--- Begin ---
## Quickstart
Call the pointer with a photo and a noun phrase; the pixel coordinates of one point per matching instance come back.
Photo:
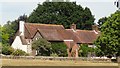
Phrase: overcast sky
(12, 9)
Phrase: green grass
(38, 62)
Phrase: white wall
(17, 44)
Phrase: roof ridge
(85, 30)
(43, 24)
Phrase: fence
(92, 59)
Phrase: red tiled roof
(49, 31)
(82, 36)
(51, 34)
(58, 33)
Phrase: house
(28, 32)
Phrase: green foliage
(59, 48)
(109, 41)
(7, 50)
(42, 46)
(101, 21)
(19, 52)
(85, 50)
(8, 31)
(63, 13)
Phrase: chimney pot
(21, 27)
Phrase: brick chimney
(21, 27)
(95, 27)
(73, 26)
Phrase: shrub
(7, 50)
(59, 48)
(19, 52)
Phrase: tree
(7, 50)
(42, 46)
(9, 30)
(109, 41)
(19, 52)
(85, 50)
(63, 13)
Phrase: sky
(12, 9)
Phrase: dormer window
(37, 38)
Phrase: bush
(7, 50)
(59, 48)
(19, 52)
(85, 50)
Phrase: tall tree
(108, 43)
(63, 13)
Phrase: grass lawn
(38, 62)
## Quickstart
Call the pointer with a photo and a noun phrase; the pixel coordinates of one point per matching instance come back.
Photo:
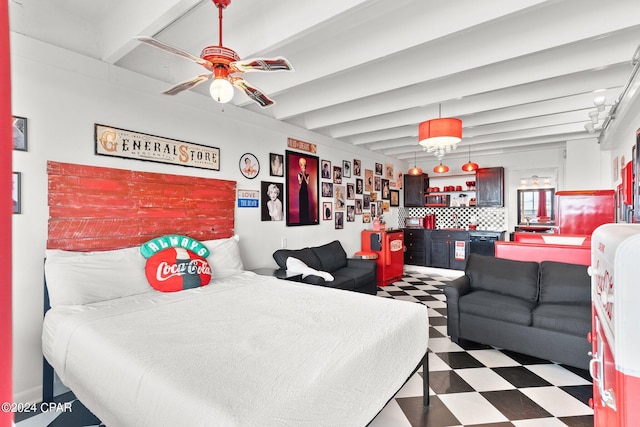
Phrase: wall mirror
(535, 207)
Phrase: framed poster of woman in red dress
(302, 179)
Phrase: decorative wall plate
(249, 165)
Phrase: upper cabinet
(490, 187)
(414, 189)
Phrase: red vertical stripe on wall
(6, 209)
(96, 208)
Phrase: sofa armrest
(362, 263)
(453, 291)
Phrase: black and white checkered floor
(471, 386)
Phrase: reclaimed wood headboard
(98, 208)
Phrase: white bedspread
(247, 350)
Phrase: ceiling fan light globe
(221, 90)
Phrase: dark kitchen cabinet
(449, 249)
(490, 187)
(414, 189)
(418, 244)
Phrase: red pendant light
(441, 135)
(415, 170)
(469, 166)
(441, 168)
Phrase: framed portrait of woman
(303, 189)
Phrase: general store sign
(129, 144)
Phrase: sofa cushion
(331, 256)
(305, 255)
(496, 306)
(564, 283)
(573, 319)
(361, 276)
(504, 276)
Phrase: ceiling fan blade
(253, 92)
(261, 64)
(168, 48)
(187, 84)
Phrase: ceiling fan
(222, 62)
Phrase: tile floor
(471, 386)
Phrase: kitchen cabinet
(418, 244)
(449, 249)
(490, 187)
(414, 189)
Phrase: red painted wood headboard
(97, 208)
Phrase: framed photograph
(339, 220)
(395, 198)
(327, 189)
(351, 213)
(249, 165)
(19, 133)
(346, 169)
(303, 188)
(276, 164)
(271, 198)
(351, 191)
(271, 209)
(337, 175)
(357, 167)
(326, 210)
(368, 180)
(326, 169)
(15, 192)
(340, 199)
(386, 189)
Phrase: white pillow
(84, 277)
(224, 257)
(294, 265)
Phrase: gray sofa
(357, 275)
(538, 309)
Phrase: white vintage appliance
(615, 336)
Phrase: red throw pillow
(175, 269)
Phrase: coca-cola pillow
(175, 269)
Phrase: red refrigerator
(615, 294)
(389, 246)
(581, 212)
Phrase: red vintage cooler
(615, 337)
(389, 246)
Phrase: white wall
(63, 95)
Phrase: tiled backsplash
(487, 218)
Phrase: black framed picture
(395, 198)
(357, 167)
(276, 164)
(326, 210)
(327, 189)
(346, 169)
(19, 133)
(15, 193)
(303, 188)
(271, 197)
(337, 175)
(249, 165)
(326, 169)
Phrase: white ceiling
(519, 73)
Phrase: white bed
(245, 350)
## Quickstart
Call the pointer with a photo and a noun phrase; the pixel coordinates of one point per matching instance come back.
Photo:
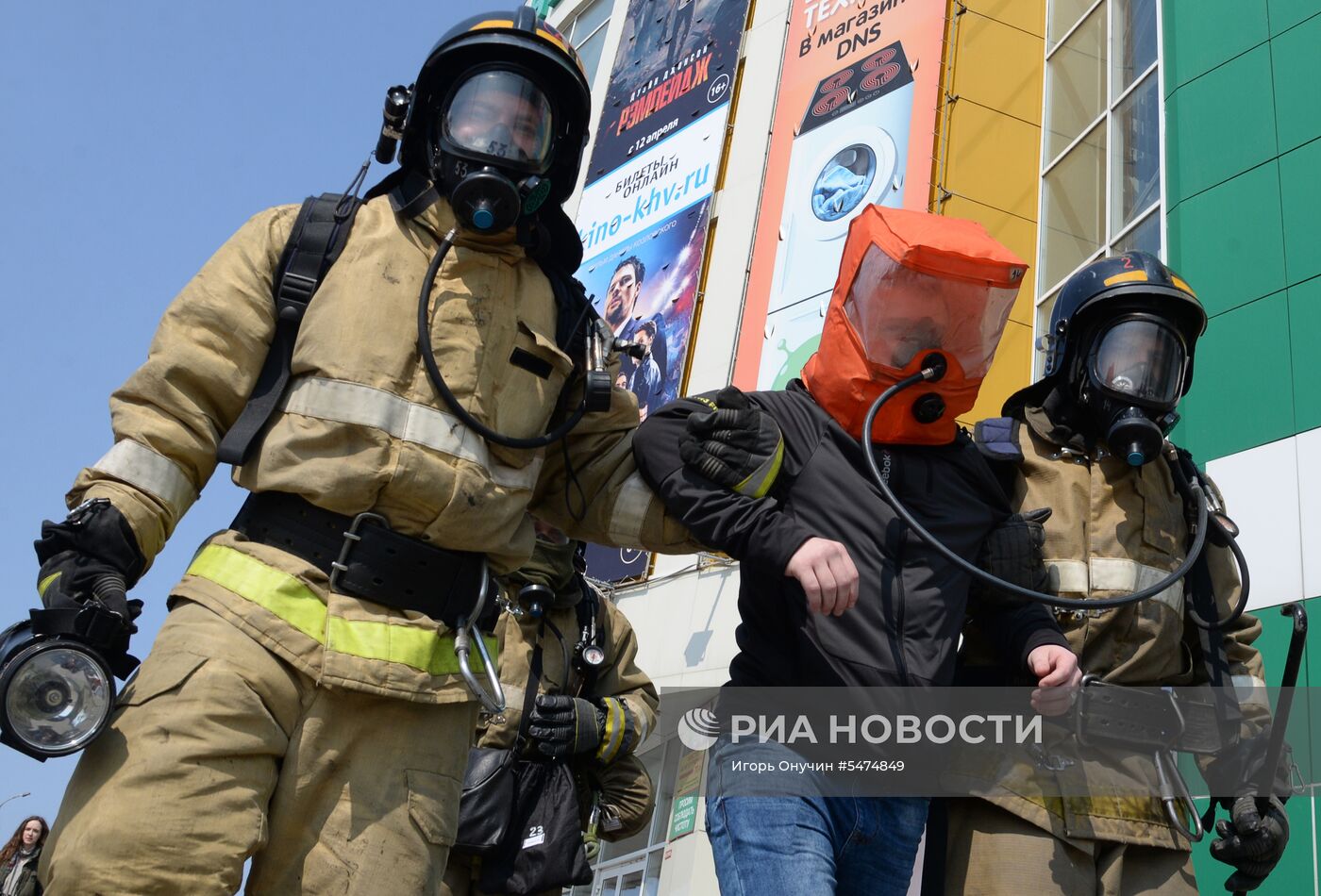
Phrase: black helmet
(1133, 283)
(517, 41)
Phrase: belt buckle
(350, 539)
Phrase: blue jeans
(811, 845)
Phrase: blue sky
(138, 136)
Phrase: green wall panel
(1205, 144)
(1228, 241)
(1297, 72)
(1287, 13)
(1199, 36)
(1304, 330)
(1300, 198)
(1241, 392)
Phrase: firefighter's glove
(735, 443)
(92, 556)
(1251, 840)
(564, 726)
(1012, 552)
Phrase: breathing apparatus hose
(933, 369)
(428, 357)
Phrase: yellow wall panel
(1010, 373)
(999, 66)
(1028, 15)
(1017, 234)
(993, 158)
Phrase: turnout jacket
(360, 428)
(911, 606)
(1113, 529)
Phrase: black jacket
(911, 602)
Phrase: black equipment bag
(521, 816)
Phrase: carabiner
(465, 635)
(1171, 800)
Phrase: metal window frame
(1156, 207)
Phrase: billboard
(854, 125)
(646, 205)
(676, 63)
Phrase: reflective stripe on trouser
(993, 852)
(293, 602)
(221, 751)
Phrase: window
(587, 33)
(1100, 144)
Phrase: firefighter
(1089, 442)
(303, 705)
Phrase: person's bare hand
(828, 574)
(1059, 677)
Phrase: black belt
(365, 558)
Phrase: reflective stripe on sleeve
(366, 406)
(151, 472)
(293, 602)
(630, 509)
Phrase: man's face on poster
(621, 297)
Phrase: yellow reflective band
(1127, 277)
(45, 584)
(613, 737)
(293, 602)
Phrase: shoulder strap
(319, 235)
(997, 439)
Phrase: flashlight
(57, 678)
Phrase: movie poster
(676, 63)
(854, 125)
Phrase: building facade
(1069, 129)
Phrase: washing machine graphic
(851, 151)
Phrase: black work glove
(735, 443)
(564, 726)
(1012, 552)
(1250, 840)
(92, 555)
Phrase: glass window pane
(1145, 238)
(1063, 15)
(1135, 173)
(631, 885)
(1076, 85)
(590, 19)
(651, 883)
(1135, 40)
(590, 52)
(1073, 222)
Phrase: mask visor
(1142, 360)
(504, 116)
(898, 313)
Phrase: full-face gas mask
(1131, 383)
(1120, 343)
(492, 145)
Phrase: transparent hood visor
(501, 115)
(898, 313)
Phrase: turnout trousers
(220, 751)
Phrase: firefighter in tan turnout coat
(1120, 342)
(308, 717)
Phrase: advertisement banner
(854, 125)
(676, 63)
(646, 290)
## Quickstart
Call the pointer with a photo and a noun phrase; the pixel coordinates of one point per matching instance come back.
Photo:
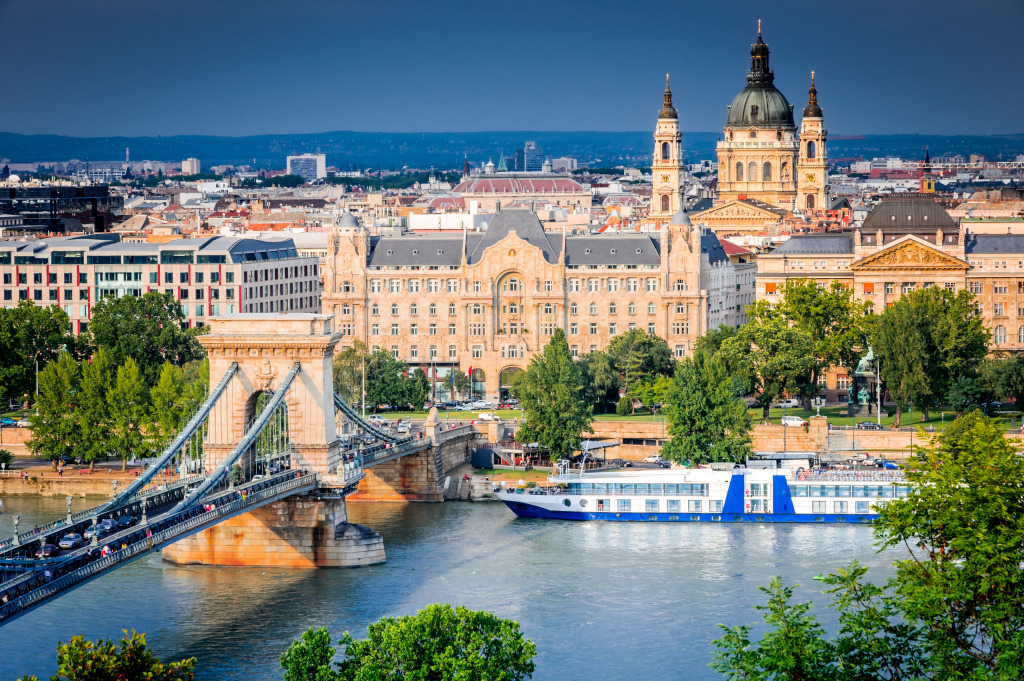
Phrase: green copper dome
(760, 104)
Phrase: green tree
(54, 424)
(926, 341)
(167, 405)
(953, 607)
(309, 657)
(773, 356)
(963, 394)
(639, 355)
(129, 414)
(456, 383)
(347, 369)
(833, 318)
(30, 334)
(146, 329)
(417, 389)
(105, 661)
(707, 421)
(94, 409)
(551, 392)
(600, 379)
(439, 643)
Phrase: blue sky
(231, 68)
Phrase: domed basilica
(762, 156)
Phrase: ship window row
(640, 488)
(871, 491)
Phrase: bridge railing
(61, 526)
(190, 519)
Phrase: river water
(601, 600)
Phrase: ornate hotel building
(485, 302)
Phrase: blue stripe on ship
(530, 511)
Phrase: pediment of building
(734, 210)
(908, 253)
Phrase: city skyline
(407, 68)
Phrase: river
(601, 600)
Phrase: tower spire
(812, 109)
(668, 111)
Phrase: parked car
(47, 551)
(70, 541)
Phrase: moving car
(47, 551)
(70, 541)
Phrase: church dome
(760, 104)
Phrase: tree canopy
(438, 643)
(28, 333)
(707, 421)
(551, 391)
(953, 607)
(146, 329)
(926, 341)
(105, 661)
(772, 355)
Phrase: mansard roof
(816, 245)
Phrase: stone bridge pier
(309, 530)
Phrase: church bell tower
(812, 165)
(667, 168)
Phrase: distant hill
(445, 150)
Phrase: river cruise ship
(705, 495)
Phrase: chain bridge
(258, 476)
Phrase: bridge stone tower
(300, 531)
(266, 347)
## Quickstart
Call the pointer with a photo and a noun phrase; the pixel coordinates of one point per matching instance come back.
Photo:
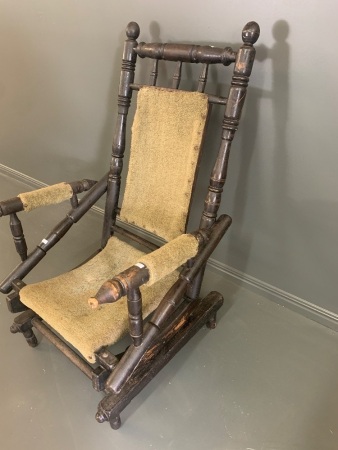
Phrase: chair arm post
(134, 300)
(122, 284)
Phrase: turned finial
(250, 33)
(133, 30)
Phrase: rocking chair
(85, 311)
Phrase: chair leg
(23, 324)
(164, 347)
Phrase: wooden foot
(170, 341)
(115, 422)
(23, 324)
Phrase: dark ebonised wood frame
(181, 313)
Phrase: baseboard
(283, 298)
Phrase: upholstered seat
(63, 301)
(91, 307)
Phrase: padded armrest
(150, 269)
(50, 195)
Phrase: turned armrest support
(150, 269)
(49, 195)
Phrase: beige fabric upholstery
(168, 258)
(50, 195)
(166, 139)
(62, 301)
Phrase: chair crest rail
(187, 53)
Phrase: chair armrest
(49, 195)
(150, 269)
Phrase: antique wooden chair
(84, 311)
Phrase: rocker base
(177, 334)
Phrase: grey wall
(60, 62)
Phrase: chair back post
(237, 92)
(119, 138)
(240, 79)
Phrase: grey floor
(265, 379)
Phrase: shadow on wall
(279, 55)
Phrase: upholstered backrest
(167, 134)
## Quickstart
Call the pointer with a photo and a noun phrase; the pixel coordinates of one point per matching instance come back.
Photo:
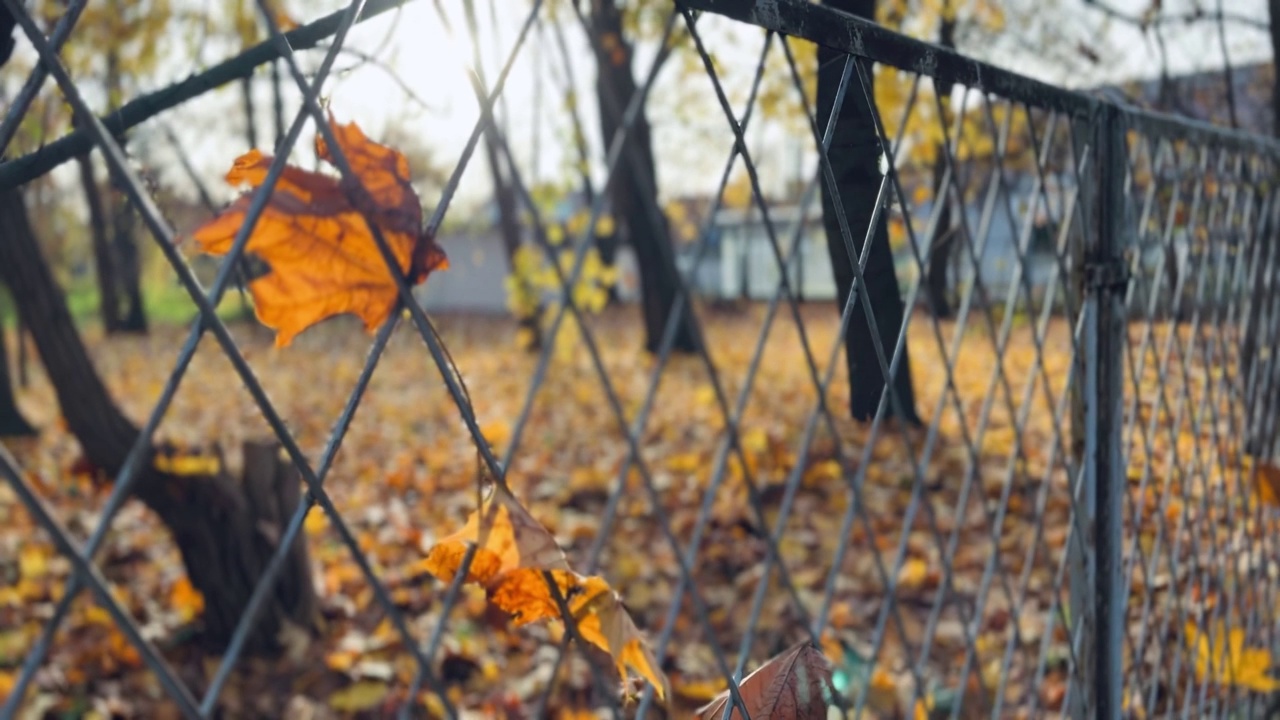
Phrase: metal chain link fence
(1104, 379)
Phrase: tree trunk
(1274, 13)
(277, 104)
(129, 314)
(634, 191)
(104, 255)
(247, 98)
(12, 422)
(133, 318)
(944, 236)
(1261, 282)
(222, 527)
(855, 151)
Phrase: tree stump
(227, 532)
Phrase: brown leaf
(794, 686)
(314, 236)
(508, 538)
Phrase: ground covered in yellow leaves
(992, 548)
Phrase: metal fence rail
(1104, 396)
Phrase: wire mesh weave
(1114, 297)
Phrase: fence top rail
(837, 30)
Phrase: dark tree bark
(944, 235)
(126, 299)
(12, 422)
(1274, 9)
(224, 528)
(104, 254)
(634, 191)
(1262, 294)
(133, 317)
(277, 103)
(855, 151)
(247, 99)
(508, 224)
(508, 209)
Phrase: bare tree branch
(1228, 74)
(1184, 18)
(146, 106)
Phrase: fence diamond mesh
(1057, 513)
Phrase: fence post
(1106, 331)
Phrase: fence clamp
(1109, 274)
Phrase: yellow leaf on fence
(1267, 483)
(359, 697)
(508, 536)
(1221, 655)
(513, 552)
(187, 465)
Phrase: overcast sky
(419, 59)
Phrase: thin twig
(146, 106)
(1184, 18)
(1226, 68)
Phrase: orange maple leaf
(314, 236)
(513, 552)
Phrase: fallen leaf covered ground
(405, 478)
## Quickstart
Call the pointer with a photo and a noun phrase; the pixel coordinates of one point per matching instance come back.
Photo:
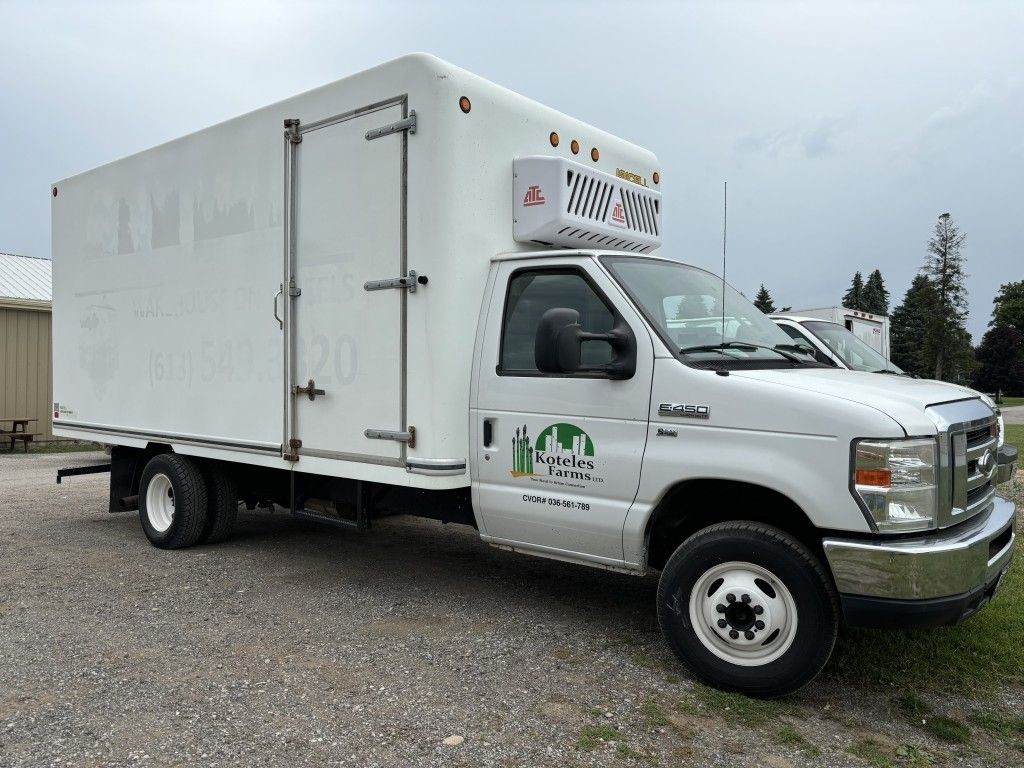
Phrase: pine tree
(763, 300)
(1009, 307)
(875, 297)
(907, 328)
(944, 266)
(853, 298)
(1000, 358)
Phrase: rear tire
(172, 502)
(222, 499)
(749, 608)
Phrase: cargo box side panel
(166, 265)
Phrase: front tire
(172, 502)
(749, 608)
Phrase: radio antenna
(725, 223)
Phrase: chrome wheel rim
(160, 503)
(742, 613)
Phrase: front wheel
(749, 608)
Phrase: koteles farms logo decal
--- End ---
• **WHAT YOU WILL DO**
Quote verbatim every line starting at the line that contains "Phrase: fence diamond mesh" and ending with the last line of the records; omit all pictures.

• **TASK ANSWER**
Phrase: fence diamond mesh
(1057, 513)
Phrase: fence post
(1106, 331)
Phrase: fence clamp
(1109, 274)
Phrase: yellow leaf on fence
(1267, 483)
(359, 697)
(508, 536)
(1221, 655)
(513, 552)
(187, 465)
Phrase: overcast sky
(419, 59)
Phrase: thin twig
(146, 106)
(1184, 18)
(1226, 68)
Phrase: orange maple leaf
(314, 236)
(513, 552)
Phrase: fallen leaf covered ground
(405, 478)
## Quickstart
Call the pointer with a photo and a noun phrase; the pixel coordinates of one point per matching instance come back.
Photo:
Phrase: pine tree
(763, 300)
(1009, 307)
(875, 297)
(907, 328)
(944, 266)
(853, 298)
(1000, 358)
Phrase: rear tire
(172, 502)
(222, 499)
(749, 608)
Phrase: cargo box side panel
(166, 265)
Phrase: front tire
(172, 502)
(749, 608)
Phrase: radio antenna
(725, 223)
Phrase: chrome wheel rim
(160, 503)
(742, 613)
Phrase: front wheel
(749, 608)
Phrase: koteles farms logo decal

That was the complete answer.